» **Task set**:
A – Give again, word for word, the stretch of the mailing-list thread from "Read the policy" through "standards and specifications.".
B – Answer these questions from the mailing-list thread:
(i) What position does Vishal Kapoor hold, and at which company?
(ii) What two good uses of patents are listed?
(iii) To what is the W3C patent policy compared?

» **Excerpt to read**:

• • • • • • •

Got this response from someone at IDBI. email address and disclaimer removed before forwarding.
---------- Forwarded message ---------- From: Vishal Kapoor Sent: Monday, June 26, 2006 9:54 PM
Dear Sir
We got a google alert for the discussion you were having on gnowledge.org.
I have read through the whole thing. I wanted to reply to this there itself but could not find a way of doing it. And your mail ID was decipherable.
It would be great if you could tell the people on the discussion that we are fully aware of the issue and are working to rectify it. The fact is that the development of the site started quite a while back. At that time Firefox was not so widely used. We are currently testing the site and it will soon be available on Firefox too.
Regret the inconvenience.
Thanking in anticipation.
Warm regards
Vishal Kapoor Manager-Marketing IDBI Capital Market Services Limited www.idbipaisabuilder.in
On Thursday 29 June 2006 12:48 pm, Philip Tellis wrote:
Got this response from someone at IDBI. email address and disclaimer removed before forwarding.
---------- Forwarded message ---------- From: Vishal Kapoor Sent: Monday, June 26, 2006 9:54 PM
Dear Sir
We got a google alert for the discussion you were having on gnowledge.org.
I have read through the whole thing. I wanted to reply to this there itself but could not find a way of doing it. And your mail ID was decipherable.
It would be great if you could tell the people on the discussion that we are fully aware of the issue and are working to rectify it. The fact is that the development of the site started quite a while back. At that time Firefox was not so widely used. We are currently testing the site and it will soon be available on Firefox too.
Regret the inconvenience.
Thanking in anticipation.
Warm regards
Vishal Kapoor Manager-Marketing IDBI Capital Market Services Limited www.idbipaisabuilder.in
Great. Perhaps he should be reminded about being standards compliant rather than being compatible with some browsers. However the W3C standards are patent encumbered afaik.
Sometime Today, j cobbled together some glyphs to say:
rather than being compatible with some browsers. However the W3C standards are patent encumbered afaik.
patents in themselves are not bad. when utilised for evil, that's when they become bad.
Bad uses of patents: - Stifle innovation - Prevent competition
Good uses of patents: - Protect small time inventors - Protect a standard from being embraced and extended
jtd, you need to learn not to create stereotypes for everything. A little knowledge is dangerous if you believe in it as fact. I'm sure you'll agree with me, that given the last point, and how we've suffered from it in the past, that this is a Good Thing.
Read the policy here: http://www.w3.org/Consortium/Patent-Policy-20040205/
You'll understand that the primary reason for this policy is so that the W3C standards are completely unencumbered with non-free clauses that make it unusable by the general public. It's sort of a GPL for standards and specifications.
Philip
On Thursday 29 June 2006 03:29 pm, Philip Tellis wrote:
Sometime Today, j cobbled together some glyphs to say:
rather than being compatible with some browsers. However the W3C standards are patent encumbered afaik.
patents in themselves are not bad. when utilised for evil, that's when they become bad.

• • • • • • •

» **Extracted material**:
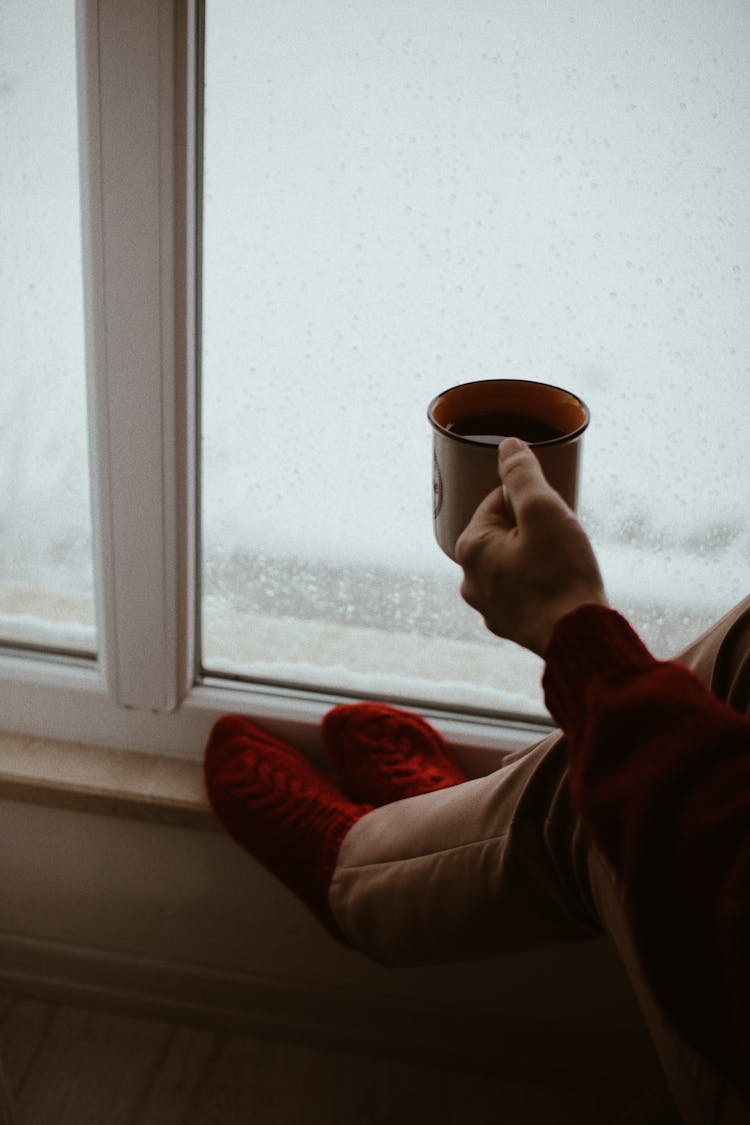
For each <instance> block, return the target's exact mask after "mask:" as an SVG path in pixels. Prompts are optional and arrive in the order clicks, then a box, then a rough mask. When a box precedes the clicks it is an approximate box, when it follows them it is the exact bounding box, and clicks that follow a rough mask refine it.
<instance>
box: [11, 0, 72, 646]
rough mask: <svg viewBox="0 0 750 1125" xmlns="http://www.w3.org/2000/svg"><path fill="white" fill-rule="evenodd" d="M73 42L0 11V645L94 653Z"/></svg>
mask: <svg viewBox="0 0 750 1125" xmlns="http://www.w3.org/2000/svg"><path fill="white" fill-rule="evenodd" d="M74 31H75V28H74V8H73V4H72V3H70V2H67V3H61V2H46V0H35V2H31V3H27V2H24V0H0V136H2V151H3V159H2V161H1V162H0V200H1V203H0V300H1V306H0V307H1V313H0V638H4V639H8V640H13V639H20V640H30V641H34V642H38V643H42V645H44V643H51V645H55V646H63V647H72V648H84V649H91V648H93V647H94V634H93V610H92V583H93V579H92V564H91V521H90V514H89V513H90V504H89V471H88V451H87V418H85V370H84V344H83V294H82V270H81V222H80V192H79V156H78V119H76V114H78V110H76V90H75V35H74Z"/></svg>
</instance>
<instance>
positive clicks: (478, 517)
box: [467, 485, 513, 530]
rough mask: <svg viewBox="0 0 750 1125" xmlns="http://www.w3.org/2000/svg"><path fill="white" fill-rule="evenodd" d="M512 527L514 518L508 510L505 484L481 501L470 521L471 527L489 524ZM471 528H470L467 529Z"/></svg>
mask: <svg viewBox="0 0 750 1125" xmlns="http://www.w3.org/2000/svg"><path fill="white" fill-rule="evenodd" d="M498 525H499V526H500V528H512V526H513V519H512V517H510V515H509V512H508V504H507V498H506V495H505V489H504V487H503V485H500V486H499V487H498V488H494V489H493V492H491V493H488V495H487V496H485V498H484V499H482V501H481V502H480V503H479V505H478V506H477V508H476V511H475V514H473V515H472V517H471V521H470V522H469V528H472V529H477V528H488V526H493V528H494V526H498ZM467 530H469V529H467Z"/></svg>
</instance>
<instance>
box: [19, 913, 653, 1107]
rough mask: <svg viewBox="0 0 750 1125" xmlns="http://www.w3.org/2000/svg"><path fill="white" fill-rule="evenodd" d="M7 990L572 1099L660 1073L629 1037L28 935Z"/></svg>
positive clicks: (527, 1018)
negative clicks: (454, 1075)
mask: <svg viewBox="0 0 750 1125" xmlns="http://www.w3.org/2000/svg"><path fill="white" fill-rule="evenodd" d="M0 990H2V991H4V992H11V993H20V994H24V996H33V997H37V998H40V999H45V1000H49V1001H54V1002H57V1003H66V1005H72V1006H81V1007H94V1008H101V1007H105V1008H107V1009H108V1010H111V1011H121V1012H128V1014H132V1015H139V1016H143V1017H147V1018H153V1019H159V1020H164V1021H170V1023H179V1024H191V1025H197V1026H201V1027H209V1028H213V1029H216V1030H219V1032H225V1033H231V1034H236V1035H250V1036H263V1037H266V1038H268V1037H274V1038H282V1039H287V1041H291V1042H305V1043H315V1044H316V1045H319V1046H328V1047H335V1048H338V1050H343V1051H346V1052H350V1053H361V1052H368V1053H374V1054H381V1055H388V1056H391V1057H401V1059H408V1060H410V1061H412V1062H415V1061H417V1062H423V1063H428V1064H433V1065H441V1066H445V1065H449V1066H455V1068H459V1069H462V1070H472V1071H478V1072H485V1073H488V1072H489V1073H493V1074H495V1075H498V1077H504V1078H507V1079H508V1080H510V1081H513V1080H524V1081H528V1080H533V1081H535V1082H541V1083H546V1084H550V1086H559V1087H563V1086H564V1087H567V1086H571V1084H578V1083H580V1082H581V1081H582V1082H586V1083H588V1084H589V1087H599V1086H600V1087H602V1088H603V1089H604V1088H606V1087H607V1086H608V1084H611V1083H612V1082H613V1081H615V1082H622V1081H625V1080H627V1079H632V1078H633V1077H634V1075H635V1077H636V1078H638V1079H639V1080H648V1079H649V1078H651V1077H652V1075H653V1073H654V1070H653V1063H652V1060H651V1057H650V1052H649V1050H648V1046H647V1045H645V1044H643V1043H641V1042H639V1041H638V1038H636V1037H634V1036H633V1035H632V1033H630V1032H623V1030H622V1029H621V1028H612V1029H609V1028H608V1029H607V1030H606V1033H605V1034H604V1035H603V1034H602V1029H600V1028H599V1029H597V1034H596V1035H591V1034H590V1033H585V1032H584V1030H581V1032H580V1033H579V1034H578V1033H576V1032H575V1030H573V1032H572V1033H571V1028H570V1027H566V1028H564V1029H563V1028H560V1027H555V1026H550V1025H546V1026H545V1025H543V1024H542V1025H540V1023H539V1021H537V1020H536V1019H535V1018H534V1014H533V1012H530V1017H528V1018H527V1019H521V1020H519V1019H518V1018H514V1019H512V1020H510V1019H508V1018H507V1017H503V1016H501V1015H500V1014H497V1015H495V1016H491V1017H490V1016H488V1015H487V1012H478V1011H477V1010H476V1009H473V1010H471V1009H466V1010H460V1009H457V1008H455V1007H452V1006H451V1007H449V1008H448V1009H446V1008H444V1007H443V1006H441V1005H440V1003H439V1002H437V1003H435V1006H434V1007H433V1008H427V1007H425V1005H424V1003H419V1005H418V1006H415V1005H414V1002H413V1001H412V1002H409V1001H407V1000H405V999H404V998H397V997H392V996H391V997H385V998H382V999H379V1000H377V999H374V998H373V997H372V996H367V994H352V993H351V992H350V993H346V992H343V991H341V992H340V991H336V990H334V989H329V988H325V989H320V988H310V987H305V985H300V984H299V983H298V982H293V981H291V982H290V981H284V980H280V979H264V978H261V976H255V975H252V974H244V973H236V972H233V973H224V972H218V971H216V970H214V969H207V967H204V966H195V965H189V966H187V965H184V964H178V963H172V962H164V961H155V960H148V958H145V957H136V956H130V955H127V956H124V955H120V954H111V953H108V952H103V951H101V949H91V948H82V947H79V946H73V945H66V944H64V943H58V942H47V940H38V939H35V938H29V937H26V936H24V935H16V934H7V933H6V934H0Z"/></svg>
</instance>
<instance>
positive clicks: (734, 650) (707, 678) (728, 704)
mask: <svg viewBox="0 0 750 1125" xmlns="http://www.w3.org/2000/svg"><path fill="white" fill-rule="evenodd" d="M677 659H678V660H679V661H680V664H685V665H687V667H688V668H690V669H692V670H693V672H694V673H695V674H696V676H698V677H699V678H701V679H702V681H703V682H704V684H705V685H706V687H707V688H708V690H710V691H711V692H713V694H714V695H715V696H716V699H720V700H722V702H724V703H726V704H728V705H729V706H731V708H733V710H735V711H739V712H740V714H744V715H748V717H750V597H746V598H744V601H742V602H740V604H739V605H735V606H734V609H733V610H730V612H729V613H726V614H725V615H724V616H723V618H722V619H721V621H717V622H716V624H715V625H713V627H712V628H711V629H708V630H707V631H706V632H705V633H703V636H702V637H698V639H697V640H696V641H694V642H693V643H692V645H689V646H688V648H686V649H685V650H684V651H683V652H680V654H679V655H678V656H677Z"/></svg>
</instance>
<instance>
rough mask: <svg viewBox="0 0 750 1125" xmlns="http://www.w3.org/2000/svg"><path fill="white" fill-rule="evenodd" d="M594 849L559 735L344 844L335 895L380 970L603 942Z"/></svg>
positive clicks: (343, 930) (350, 929) (544, 741)
mask: <svg viewBox="0 0 750 1125" xmlns="http://www.w3.org/2000/svg"><path fill="white" fill-rule="evenodd" d="M587 850H588V841H587V838H586V834H585V832H584V830H582V829H581V827H580V822H579V820H578V817H577V816H576V814H575V812H573V810H572V808H571V805H570V799H569V795H568V786H567V754H566V746H564V740H563V739H562V736H561V735H559V733H554V735H551V736H549V737H548V738H545V739H543V740H542V741H541V742H539V744H537V745H536V746H534V747H532V748H531V749H530V750H528V751H526V753H525V754H522V755H518V756H514V758H513V759H512V760H509V762H508V763H507V765H504V766H503V767H501V768H500V769H498V771H496V772H495V773H494V774H490V775H489V776H487V777H479V778H476V780H475V781H469V782H466V783H464V784H462V785H457V786H454V787H451V789H442V790H439V791H436V792H432V793H425V794H423V795H419V796H414V798H409V799H408V800H405V801H398V802H396V803H392V804H388V805H385V807H382V808H380V809H376V810H374V811H373V812H370V813H368V816H367V817H364V818H362V820H361V821H359V822H358V823H356V825H354V826H353V828H352V829H351V830H350V831H349V832H347V835H346V837H345V839H344V841H343V845H342V848H341V852H340V854H338V861H337V864H336V870H335V872H334V877H333V882H332V886H331V892H329V901H331V904H332V909H333V912H334V916H335V917H336V920H337V921H338V925H340V927H341V928H342V930H343V933H344V935H345V936H346V937H347V938H349V940H350V942H351V943H352V944H353V945H354V946H355V947H356V948H360V949H362V951H363V952H365V953H368V954H369V955H370V956H372V957H373V958H374V960H377V961H381V962H383V963H394V964H419V963H423V964H424V963H430V962H432V963H436V962H444V961H461V960H468V958H470V957H477V956H485V955H494V954H499V953H510V952H515V951H521V949H528V948H534V947H537V946H543V945H551V944H557V943H560V942H567V940H580V939H582V938H587V937H593V936H598V935H600V933H602V930H600V927H599V925H598V921H597V918H596V913H595V910H594V907H593V902H591V899H590V892H589V889H588V872H587Z"/></svg>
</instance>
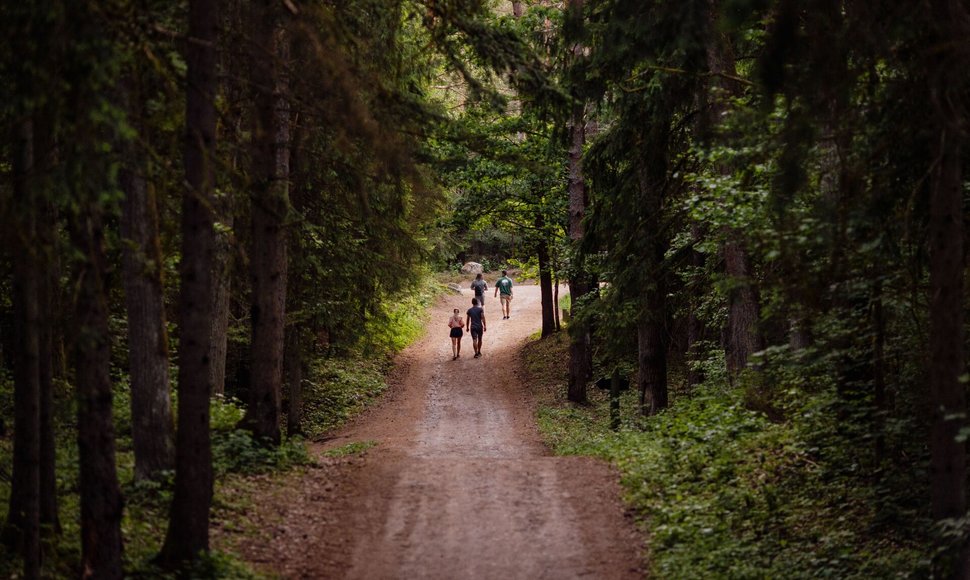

• • • • • • •

» **Answers to the exercises**:
A –
Read the policy here: http://www.w3.org/Consortium/Patent-Policy-20040205/
You'll understand that the primary reason for this policy is so that the W3C standards are completely unencumbered with non-free clauses that make it unusable by the general public. It's sort of a GPL for standards and specifications.

B –
(i) Manager-Marketing at IDBI Capital Market Services Limited.
(ii) Protecting small-time inventors and protecting a standard from being embraced and extended.
(iii) A GPL for standards and specifications.